§ REQUIRED WORK
Report every line of the listing below that contains the word "paving". Copy each such line in full.

[Excerpts of pointing data]
▬▬▬▬▬▬

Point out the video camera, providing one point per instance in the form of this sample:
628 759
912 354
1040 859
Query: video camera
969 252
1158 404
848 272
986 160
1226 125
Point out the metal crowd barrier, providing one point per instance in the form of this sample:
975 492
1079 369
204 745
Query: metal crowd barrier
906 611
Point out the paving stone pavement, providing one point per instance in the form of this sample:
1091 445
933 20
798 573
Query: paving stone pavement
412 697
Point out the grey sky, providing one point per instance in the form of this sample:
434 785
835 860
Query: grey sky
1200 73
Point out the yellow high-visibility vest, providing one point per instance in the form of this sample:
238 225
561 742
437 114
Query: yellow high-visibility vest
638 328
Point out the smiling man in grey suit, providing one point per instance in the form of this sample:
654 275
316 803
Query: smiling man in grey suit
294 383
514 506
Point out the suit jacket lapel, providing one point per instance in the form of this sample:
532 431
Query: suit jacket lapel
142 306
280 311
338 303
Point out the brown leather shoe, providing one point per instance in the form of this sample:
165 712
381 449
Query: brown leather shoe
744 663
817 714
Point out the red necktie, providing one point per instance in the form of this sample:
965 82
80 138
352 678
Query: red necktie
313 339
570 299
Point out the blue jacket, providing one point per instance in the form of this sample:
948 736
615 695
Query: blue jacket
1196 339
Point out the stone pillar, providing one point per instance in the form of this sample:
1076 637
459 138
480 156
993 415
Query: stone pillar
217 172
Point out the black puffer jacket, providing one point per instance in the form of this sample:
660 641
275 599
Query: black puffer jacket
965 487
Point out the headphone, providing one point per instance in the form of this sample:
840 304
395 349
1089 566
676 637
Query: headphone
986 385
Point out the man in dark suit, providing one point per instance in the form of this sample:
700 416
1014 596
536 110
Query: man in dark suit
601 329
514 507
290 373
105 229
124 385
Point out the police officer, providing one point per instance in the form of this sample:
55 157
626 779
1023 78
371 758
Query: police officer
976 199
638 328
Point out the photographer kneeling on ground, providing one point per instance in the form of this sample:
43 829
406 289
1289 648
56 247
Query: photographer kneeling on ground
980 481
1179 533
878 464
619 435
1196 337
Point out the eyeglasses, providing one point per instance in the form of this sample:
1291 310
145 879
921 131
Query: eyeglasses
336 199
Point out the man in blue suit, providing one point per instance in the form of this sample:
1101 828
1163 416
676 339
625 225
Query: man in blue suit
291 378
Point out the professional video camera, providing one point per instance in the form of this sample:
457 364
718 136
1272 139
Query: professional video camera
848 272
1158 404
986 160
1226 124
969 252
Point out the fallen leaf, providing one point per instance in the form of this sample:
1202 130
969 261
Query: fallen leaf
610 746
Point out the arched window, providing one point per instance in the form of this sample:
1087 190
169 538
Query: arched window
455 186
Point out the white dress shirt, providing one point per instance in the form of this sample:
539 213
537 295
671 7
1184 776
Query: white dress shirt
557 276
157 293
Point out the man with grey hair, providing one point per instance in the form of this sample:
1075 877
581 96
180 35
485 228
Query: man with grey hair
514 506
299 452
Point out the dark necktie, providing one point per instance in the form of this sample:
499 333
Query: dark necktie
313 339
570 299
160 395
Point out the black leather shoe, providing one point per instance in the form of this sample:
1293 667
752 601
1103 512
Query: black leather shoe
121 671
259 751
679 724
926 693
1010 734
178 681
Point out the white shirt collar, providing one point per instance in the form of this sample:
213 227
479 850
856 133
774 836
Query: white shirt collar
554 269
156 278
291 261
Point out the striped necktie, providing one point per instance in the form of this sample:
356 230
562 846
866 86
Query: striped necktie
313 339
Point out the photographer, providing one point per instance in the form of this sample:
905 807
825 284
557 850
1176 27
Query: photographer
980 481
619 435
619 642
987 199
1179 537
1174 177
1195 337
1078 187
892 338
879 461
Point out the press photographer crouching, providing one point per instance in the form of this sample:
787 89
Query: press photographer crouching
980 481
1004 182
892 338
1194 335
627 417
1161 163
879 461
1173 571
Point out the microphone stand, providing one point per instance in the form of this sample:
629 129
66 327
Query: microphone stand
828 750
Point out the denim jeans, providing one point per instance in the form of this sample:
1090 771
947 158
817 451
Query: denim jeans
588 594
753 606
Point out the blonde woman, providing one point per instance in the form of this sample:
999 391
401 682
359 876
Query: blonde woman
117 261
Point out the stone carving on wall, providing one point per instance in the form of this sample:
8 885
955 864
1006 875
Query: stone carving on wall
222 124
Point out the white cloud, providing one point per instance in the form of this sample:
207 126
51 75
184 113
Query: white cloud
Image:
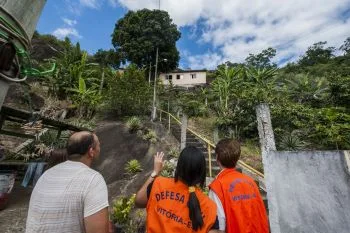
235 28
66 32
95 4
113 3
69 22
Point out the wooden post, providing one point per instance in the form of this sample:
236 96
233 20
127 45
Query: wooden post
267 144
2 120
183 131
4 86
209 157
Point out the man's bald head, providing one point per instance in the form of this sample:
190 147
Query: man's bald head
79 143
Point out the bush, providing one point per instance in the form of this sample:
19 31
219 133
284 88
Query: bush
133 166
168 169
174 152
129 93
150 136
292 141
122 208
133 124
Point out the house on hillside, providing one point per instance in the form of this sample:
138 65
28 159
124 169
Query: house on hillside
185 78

▬▬▬▬▬▬

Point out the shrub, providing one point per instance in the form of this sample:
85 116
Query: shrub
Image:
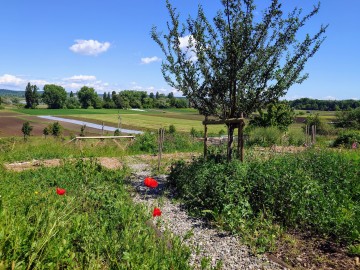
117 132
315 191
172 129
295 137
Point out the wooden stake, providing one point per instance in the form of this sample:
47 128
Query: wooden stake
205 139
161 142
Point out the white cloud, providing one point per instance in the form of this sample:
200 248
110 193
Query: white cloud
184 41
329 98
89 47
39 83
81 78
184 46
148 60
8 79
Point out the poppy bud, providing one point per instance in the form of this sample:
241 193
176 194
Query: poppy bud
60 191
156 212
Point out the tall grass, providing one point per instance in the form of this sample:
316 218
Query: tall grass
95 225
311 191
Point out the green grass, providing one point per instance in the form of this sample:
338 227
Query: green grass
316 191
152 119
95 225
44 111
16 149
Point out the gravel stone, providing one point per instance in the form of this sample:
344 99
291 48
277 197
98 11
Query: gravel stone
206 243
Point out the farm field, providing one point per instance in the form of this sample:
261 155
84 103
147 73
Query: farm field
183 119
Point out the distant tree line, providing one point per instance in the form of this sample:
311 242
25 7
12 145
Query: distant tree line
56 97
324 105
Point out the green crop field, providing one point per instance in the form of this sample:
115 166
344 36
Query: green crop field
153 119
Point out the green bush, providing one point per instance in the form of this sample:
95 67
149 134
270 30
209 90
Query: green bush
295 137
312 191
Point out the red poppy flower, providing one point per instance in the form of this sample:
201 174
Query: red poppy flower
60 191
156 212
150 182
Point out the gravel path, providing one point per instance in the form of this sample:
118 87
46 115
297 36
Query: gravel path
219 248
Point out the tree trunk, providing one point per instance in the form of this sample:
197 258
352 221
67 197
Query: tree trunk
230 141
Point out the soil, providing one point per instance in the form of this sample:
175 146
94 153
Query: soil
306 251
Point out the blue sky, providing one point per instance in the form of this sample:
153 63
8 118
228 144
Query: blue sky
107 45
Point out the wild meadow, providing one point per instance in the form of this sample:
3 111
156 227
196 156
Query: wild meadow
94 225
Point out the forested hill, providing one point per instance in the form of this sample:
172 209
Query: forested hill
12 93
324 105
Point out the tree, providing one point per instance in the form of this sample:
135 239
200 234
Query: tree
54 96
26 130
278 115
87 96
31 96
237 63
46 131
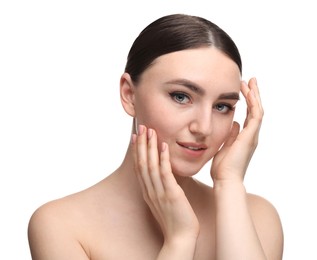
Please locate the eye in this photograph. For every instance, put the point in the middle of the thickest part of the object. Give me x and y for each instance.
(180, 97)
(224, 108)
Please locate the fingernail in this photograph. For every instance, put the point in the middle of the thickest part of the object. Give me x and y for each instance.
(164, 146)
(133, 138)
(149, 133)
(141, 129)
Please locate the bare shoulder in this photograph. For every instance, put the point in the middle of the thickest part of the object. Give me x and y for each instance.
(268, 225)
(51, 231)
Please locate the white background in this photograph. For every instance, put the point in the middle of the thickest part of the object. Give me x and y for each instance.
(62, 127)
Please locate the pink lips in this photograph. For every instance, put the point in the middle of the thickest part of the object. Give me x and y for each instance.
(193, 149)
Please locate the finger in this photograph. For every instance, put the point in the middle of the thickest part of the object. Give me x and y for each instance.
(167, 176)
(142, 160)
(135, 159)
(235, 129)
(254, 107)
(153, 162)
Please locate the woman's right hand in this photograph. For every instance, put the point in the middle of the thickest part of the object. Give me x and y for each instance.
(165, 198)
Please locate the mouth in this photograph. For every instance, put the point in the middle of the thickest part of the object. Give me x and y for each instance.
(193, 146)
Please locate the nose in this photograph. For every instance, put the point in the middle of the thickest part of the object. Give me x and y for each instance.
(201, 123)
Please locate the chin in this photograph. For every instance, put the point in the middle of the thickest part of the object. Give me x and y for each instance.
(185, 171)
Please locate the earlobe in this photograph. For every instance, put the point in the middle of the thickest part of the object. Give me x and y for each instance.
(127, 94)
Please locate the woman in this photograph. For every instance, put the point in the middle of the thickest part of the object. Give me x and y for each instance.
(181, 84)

▬▬▬▬▬▬

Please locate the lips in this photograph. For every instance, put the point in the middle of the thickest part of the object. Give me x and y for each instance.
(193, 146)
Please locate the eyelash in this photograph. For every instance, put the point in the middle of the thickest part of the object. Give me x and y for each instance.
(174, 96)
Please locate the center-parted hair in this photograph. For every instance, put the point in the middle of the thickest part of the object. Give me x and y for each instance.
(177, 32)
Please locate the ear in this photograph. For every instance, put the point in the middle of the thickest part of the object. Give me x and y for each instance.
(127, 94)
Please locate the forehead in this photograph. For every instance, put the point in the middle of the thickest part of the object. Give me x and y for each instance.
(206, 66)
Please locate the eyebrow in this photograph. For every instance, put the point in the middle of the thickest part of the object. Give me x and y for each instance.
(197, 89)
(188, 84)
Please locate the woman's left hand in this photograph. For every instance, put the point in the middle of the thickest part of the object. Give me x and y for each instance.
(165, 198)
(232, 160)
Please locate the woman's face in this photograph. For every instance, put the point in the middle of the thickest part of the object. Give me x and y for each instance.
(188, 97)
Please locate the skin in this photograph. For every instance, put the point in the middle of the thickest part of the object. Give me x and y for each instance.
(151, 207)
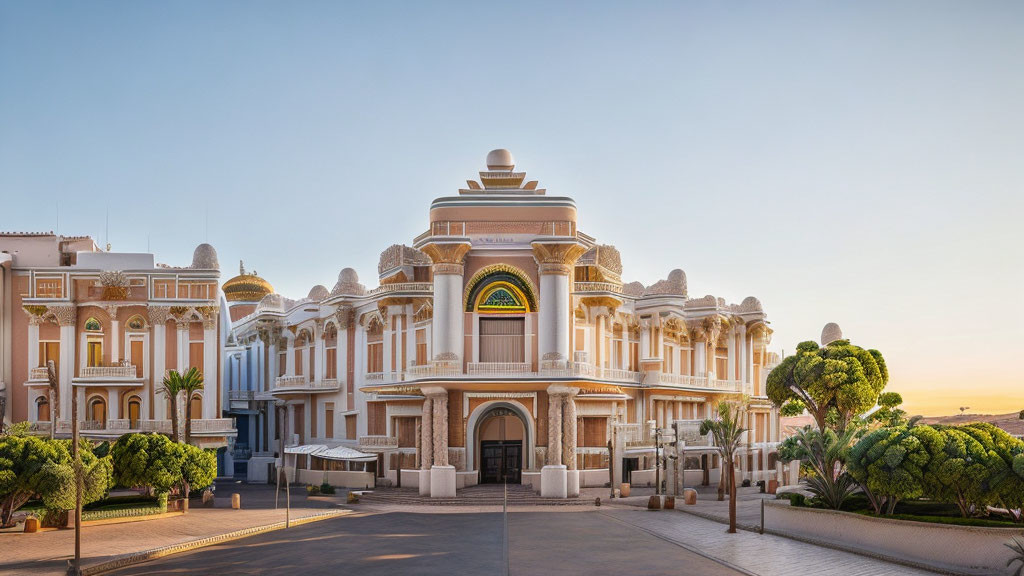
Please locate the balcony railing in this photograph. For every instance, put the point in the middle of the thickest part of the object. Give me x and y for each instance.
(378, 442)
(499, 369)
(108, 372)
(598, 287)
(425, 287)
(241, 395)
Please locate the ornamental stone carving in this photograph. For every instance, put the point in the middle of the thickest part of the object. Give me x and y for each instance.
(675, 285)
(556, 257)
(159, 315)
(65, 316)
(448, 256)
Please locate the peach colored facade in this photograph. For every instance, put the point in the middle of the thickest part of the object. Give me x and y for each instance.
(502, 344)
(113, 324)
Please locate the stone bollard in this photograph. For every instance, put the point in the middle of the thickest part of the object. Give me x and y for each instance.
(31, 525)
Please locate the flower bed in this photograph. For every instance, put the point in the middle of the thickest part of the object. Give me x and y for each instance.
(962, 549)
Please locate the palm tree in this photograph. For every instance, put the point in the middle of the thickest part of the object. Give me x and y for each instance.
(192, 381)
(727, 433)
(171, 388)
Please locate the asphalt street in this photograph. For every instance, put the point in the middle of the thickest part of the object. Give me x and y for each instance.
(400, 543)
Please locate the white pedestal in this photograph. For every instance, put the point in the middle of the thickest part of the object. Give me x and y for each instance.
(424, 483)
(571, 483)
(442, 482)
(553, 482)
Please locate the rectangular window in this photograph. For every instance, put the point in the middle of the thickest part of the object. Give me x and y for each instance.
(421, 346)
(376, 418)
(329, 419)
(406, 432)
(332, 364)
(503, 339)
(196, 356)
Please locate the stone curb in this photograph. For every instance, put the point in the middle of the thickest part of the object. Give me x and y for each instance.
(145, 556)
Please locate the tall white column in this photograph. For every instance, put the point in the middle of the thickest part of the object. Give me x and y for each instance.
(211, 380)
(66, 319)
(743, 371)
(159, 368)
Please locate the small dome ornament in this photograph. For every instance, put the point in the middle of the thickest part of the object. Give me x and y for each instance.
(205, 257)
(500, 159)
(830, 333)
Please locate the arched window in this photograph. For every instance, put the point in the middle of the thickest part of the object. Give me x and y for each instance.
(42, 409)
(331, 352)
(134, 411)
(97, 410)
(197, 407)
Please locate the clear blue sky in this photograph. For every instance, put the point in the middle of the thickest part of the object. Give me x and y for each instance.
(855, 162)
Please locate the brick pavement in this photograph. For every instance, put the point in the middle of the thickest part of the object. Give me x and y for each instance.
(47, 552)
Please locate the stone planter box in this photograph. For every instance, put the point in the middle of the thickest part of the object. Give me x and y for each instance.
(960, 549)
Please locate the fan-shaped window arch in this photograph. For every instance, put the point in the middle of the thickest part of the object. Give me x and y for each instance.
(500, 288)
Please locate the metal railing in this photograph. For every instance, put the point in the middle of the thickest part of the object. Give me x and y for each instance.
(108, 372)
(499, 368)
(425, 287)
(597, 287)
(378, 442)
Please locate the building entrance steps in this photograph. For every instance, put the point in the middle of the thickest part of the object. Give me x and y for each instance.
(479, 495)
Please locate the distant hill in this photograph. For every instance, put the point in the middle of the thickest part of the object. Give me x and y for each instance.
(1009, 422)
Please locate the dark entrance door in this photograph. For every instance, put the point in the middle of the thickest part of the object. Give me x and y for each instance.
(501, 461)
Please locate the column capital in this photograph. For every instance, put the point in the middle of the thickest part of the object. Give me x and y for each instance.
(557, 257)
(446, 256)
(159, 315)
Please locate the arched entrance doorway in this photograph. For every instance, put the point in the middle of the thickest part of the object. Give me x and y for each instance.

▬▬▬▬▬▬

§ FINAL RESULT
Point out the paving stone pavement, providing one point per instance in the form of this sample:
Query: paving stone pavement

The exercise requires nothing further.